WORK REQUEST 1 =>
In the Hiroshima passage, rewrite the paragraph beginning "The ruins of the Prefectural Industrial Promotion Hall" more briefly, keeping its main facts.
WORK REQUEST 2 =>
Continue the Hiroshima passage from its final sentence.

EXERCISE TEXT =>
§
The Ōta River divides into two, then three, then six and empties into the Inland Sea. It segments the city into islets. Historic trams clatter over the bridges. A cobbled path follows the course of the river under the shade of cherry trees which erupt into blossom in late March. In the park, nearby, there is a classical castle, originally built in pine in the 1590’s and rebuilt in concrete in the 1950’s. The original was destroyed seventy years ago today, along with five square miles of the city.
One plane, one bomb, at least 70,000 dead at a stroke, at least the same number again of the after-effects; 70% of Hiroshima flattened.
The ruins of the Prefectural Industrial Promotion Hall have been left as they were at the end of that terrible day, the steelwork of the dome crumpled inwards, the outer wings collapsed, the stonework gouged and pitted. It is often said to have survived because the A-bomb exploded directly above it, but it actually exploded over a hospital 500 feet away and obliterated that. When Dr Shima, who had been out of town, came back to Hiroshima, the only traces he found were the bones of his patients and an implement he had bought before the War, in America.
§
DATASET EXCERPTS =>
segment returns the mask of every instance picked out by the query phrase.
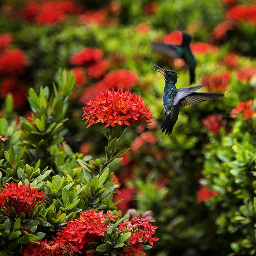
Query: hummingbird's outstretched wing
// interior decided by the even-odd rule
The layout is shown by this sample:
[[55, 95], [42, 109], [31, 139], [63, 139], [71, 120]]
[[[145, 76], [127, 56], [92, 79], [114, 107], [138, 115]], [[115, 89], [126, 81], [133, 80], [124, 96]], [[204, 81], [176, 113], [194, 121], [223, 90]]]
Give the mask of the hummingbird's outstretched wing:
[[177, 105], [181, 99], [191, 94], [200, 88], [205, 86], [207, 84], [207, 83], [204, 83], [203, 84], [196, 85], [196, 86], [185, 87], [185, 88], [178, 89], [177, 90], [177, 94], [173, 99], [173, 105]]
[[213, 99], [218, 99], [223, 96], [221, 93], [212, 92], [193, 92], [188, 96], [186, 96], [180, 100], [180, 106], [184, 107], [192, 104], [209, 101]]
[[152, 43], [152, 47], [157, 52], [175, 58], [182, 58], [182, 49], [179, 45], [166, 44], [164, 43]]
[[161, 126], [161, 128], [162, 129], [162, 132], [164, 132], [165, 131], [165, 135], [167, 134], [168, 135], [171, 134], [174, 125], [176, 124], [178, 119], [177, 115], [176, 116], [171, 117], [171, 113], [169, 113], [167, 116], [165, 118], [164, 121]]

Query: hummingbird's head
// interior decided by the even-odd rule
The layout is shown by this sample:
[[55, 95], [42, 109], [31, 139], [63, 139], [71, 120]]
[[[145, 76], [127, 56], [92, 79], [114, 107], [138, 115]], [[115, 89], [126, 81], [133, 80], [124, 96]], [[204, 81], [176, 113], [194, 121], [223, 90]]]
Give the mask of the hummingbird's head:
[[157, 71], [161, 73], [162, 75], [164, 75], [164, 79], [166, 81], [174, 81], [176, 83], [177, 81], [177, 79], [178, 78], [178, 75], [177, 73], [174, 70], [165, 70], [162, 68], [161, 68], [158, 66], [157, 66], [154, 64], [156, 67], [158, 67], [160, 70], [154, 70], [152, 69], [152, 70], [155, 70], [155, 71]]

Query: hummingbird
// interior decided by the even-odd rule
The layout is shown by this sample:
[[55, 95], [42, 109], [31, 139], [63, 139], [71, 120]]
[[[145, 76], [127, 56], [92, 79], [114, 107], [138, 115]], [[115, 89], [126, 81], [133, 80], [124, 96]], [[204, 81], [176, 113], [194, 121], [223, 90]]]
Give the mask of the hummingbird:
§
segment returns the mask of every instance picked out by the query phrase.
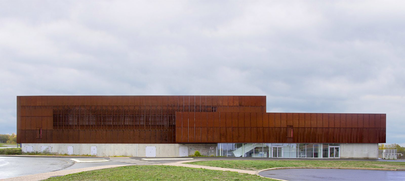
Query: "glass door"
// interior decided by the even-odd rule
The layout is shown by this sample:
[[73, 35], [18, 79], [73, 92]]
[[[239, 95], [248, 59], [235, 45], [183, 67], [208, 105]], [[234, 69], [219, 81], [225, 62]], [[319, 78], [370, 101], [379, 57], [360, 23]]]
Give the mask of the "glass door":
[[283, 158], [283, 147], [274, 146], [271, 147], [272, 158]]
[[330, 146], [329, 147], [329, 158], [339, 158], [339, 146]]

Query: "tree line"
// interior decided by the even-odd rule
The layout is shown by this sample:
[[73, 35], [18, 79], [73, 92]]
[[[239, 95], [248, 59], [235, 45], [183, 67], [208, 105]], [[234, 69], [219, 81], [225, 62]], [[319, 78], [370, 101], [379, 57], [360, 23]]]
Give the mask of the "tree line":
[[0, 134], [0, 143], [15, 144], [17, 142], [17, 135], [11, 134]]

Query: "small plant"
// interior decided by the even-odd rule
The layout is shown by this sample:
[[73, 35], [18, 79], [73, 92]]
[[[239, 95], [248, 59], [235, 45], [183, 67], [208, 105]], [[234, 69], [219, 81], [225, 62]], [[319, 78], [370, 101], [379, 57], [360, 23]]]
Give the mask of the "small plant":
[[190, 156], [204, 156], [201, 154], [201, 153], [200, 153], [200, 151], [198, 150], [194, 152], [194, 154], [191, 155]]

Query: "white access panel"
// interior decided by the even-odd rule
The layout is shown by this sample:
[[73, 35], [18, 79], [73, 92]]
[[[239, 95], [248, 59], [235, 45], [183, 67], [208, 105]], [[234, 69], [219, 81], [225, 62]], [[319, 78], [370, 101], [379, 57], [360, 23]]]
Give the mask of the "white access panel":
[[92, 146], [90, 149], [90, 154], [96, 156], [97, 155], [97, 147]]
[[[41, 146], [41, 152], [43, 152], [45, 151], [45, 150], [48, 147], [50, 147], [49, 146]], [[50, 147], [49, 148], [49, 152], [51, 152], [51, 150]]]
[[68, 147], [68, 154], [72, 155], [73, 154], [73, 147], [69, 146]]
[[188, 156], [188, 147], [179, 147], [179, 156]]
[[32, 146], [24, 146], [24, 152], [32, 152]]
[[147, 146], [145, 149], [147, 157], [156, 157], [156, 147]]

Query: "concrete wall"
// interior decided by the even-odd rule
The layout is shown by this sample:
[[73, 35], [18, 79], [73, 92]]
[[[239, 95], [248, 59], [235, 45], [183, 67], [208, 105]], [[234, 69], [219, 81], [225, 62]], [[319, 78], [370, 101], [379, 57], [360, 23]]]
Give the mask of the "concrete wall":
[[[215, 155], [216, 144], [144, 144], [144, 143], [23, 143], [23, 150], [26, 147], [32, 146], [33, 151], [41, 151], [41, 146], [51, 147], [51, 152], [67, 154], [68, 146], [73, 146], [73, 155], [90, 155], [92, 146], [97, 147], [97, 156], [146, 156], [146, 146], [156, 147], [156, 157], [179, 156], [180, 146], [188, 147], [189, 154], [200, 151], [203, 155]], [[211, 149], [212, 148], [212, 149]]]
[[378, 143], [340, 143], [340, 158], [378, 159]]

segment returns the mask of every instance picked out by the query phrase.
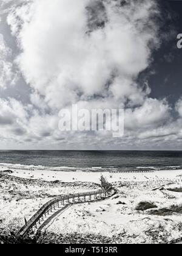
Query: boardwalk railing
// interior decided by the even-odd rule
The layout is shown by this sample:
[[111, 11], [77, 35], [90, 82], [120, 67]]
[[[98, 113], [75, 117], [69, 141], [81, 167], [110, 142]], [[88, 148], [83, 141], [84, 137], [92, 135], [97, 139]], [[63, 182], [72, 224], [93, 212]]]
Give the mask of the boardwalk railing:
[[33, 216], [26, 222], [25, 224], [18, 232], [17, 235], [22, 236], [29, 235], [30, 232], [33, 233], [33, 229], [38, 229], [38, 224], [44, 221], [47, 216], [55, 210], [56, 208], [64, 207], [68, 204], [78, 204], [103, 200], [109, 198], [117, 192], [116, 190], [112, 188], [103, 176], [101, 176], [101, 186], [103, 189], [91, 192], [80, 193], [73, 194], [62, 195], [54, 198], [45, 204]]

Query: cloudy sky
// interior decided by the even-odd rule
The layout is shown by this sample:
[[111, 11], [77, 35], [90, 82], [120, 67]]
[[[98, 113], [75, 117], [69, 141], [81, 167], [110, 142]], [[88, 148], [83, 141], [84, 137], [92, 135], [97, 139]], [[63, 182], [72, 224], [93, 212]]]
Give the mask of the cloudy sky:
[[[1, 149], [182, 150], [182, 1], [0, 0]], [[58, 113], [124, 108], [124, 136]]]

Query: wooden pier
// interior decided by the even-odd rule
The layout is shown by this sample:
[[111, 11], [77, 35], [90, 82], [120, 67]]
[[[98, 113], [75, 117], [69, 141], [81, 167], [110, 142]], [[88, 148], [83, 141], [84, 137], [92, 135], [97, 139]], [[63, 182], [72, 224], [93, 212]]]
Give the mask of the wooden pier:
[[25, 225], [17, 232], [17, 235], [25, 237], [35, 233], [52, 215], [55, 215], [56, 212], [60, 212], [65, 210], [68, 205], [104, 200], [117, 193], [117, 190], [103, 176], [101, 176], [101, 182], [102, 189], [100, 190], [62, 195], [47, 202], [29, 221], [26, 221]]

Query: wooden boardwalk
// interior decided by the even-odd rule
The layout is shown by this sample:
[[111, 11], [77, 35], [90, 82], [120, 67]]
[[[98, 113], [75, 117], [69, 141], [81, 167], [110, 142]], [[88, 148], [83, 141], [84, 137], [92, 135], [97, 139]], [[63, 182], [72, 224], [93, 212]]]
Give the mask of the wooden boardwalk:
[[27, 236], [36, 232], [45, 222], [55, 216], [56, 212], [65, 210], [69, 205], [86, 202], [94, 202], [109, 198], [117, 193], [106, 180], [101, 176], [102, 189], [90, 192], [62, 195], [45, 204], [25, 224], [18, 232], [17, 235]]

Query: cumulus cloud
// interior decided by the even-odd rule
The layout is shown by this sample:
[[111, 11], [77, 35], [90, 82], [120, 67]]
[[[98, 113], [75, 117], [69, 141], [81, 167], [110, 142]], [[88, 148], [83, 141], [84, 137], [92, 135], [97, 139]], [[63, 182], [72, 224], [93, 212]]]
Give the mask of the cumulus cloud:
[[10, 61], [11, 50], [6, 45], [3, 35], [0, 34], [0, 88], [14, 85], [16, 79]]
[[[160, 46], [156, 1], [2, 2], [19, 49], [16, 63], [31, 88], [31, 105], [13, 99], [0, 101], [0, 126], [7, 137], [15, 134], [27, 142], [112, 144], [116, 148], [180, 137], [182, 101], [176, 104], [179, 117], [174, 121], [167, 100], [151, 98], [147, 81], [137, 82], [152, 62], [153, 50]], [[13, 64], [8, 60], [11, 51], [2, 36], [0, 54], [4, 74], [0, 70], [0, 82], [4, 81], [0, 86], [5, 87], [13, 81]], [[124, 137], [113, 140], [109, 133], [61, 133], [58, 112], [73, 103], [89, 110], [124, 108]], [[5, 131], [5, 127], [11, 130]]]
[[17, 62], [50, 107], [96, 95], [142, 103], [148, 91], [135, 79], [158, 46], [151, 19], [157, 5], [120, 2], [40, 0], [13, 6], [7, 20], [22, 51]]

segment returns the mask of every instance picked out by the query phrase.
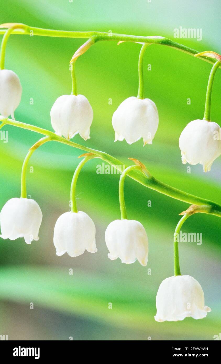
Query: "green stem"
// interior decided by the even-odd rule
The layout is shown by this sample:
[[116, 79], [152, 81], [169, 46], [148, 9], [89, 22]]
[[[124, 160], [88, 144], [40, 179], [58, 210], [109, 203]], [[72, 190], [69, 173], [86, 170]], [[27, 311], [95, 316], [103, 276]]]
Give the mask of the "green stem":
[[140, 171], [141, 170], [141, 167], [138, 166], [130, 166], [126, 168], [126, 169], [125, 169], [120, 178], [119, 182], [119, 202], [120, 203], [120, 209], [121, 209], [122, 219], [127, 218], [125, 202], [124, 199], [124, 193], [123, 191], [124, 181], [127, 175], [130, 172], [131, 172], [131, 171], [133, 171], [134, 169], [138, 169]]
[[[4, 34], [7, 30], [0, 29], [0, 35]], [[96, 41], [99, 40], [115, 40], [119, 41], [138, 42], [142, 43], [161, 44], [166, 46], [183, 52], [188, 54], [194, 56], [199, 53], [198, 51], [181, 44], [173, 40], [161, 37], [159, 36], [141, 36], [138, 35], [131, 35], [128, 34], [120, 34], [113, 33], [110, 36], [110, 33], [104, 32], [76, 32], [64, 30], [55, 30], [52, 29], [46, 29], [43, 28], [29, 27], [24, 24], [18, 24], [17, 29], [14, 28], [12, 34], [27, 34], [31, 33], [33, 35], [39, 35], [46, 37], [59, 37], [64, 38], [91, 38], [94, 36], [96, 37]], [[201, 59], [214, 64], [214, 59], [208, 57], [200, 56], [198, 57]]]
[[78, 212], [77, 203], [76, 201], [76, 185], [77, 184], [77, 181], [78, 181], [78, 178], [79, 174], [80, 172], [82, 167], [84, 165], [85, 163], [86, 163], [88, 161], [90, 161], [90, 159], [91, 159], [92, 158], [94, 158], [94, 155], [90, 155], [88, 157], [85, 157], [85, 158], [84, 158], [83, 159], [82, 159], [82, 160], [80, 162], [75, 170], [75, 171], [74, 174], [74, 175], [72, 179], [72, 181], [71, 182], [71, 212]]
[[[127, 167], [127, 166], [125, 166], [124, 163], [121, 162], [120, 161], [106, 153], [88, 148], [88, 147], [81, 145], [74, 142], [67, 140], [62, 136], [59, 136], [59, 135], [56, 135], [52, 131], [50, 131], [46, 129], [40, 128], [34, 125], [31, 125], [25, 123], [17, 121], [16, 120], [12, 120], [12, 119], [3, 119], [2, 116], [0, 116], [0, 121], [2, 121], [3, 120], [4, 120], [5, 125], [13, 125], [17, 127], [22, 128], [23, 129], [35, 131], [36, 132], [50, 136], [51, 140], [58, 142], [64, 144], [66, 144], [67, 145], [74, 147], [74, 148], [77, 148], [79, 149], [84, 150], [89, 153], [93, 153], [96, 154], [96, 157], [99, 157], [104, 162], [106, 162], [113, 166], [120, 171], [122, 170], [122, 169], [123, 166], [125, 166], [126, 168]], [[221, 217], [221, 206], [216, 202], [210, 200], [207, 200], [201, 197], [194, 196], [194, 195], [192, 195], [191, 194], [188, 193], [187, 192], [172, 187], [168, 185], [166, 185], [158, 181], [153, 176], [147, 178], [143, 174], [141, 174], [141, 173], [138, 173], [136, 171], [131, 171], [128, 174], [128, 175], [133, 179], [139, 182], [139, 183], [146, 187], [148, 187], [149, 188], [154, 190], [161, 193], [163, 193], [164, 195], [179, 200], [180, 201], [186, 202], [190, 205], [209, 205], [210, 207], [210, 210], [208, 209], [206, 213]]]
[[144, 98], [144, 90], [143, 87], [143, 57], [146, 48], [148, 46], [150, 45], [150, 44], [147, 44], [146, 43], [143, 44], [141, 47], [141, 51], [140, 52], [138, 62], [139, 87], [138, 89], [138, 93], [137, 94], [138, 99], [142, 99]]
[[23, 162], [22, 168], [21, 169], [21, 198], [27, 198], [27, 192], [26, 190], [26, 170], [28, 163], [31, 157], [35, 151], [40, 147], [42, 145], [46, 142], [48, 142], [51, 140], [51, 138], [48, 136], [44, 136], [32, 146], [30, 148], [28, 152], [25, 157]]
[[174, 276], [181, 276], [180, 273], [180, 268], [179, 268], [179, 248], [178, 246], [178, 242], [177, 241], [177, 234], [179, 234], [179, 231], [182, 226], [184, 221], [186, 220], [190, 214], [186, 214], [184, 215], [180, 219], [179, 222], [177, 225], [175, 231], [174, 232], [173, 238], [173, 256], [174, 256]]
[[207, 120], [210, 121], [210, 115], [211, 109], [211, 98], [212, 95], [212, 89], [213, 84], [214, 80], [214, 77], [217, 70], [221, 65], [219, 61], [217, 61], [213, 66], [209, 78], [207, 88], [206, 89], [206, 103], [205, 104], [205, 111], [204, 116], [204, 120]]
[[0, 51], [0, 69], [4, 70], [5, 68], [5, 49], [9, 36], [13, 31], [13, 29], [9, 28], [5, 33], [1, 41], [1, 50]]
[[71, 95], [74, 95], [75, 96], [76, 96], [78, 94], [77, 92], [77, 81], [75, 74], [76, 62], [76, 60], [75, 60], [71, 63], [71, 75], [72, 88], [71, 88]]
§
RESPONSE AREA 1 =>
The ruins of the Prefectural Industrial Promotion Hall remain as they were at the end of that day: the dome's steelwork crumpled inward, the outer wings collapsed, and the stonework gouged and pitted. It is often said to have survived because the bomb exploded directly above it, but the bomb actually exploded over a hospital 500 feet away and obliterated it. Dr Shima, who had been out of town, returned to find only his patients' bones and an implement he had bought in America before the War.

RESPONSE AREA 2 =>
The area around it, a bustling densely-packed neighbourhood at 8am on 6 August 1945, a wasteland by 8.15, has been turned into a memorial park. What is now the information centre was then a fuel distribution point, where the luckiest man in Hiroshima worked. Just as Colonel Tibbets was lining up Enola Gay for its bombing run, Eizō Nomura popped down to the basement for documents. Everyone else in the building was immolated. He lived on into his eighties.
Academics and journalists, hawks and doves, conservatives and radicals have been debating the bombing for seventy years; they will be debating it for seventy more. Was it morally wrong? Was it a war crime? But was it any worse than fire-bombing? Was it justified by Japan’s own conduct? Was the only alternative a hard-fought invasion in which the Allies alone would have lost a million men? But was the War not won already by then? Had Japan not already offered terms of surrender? Was it less about ending that war as forestalling the next one? Was it done pour encourager les autres?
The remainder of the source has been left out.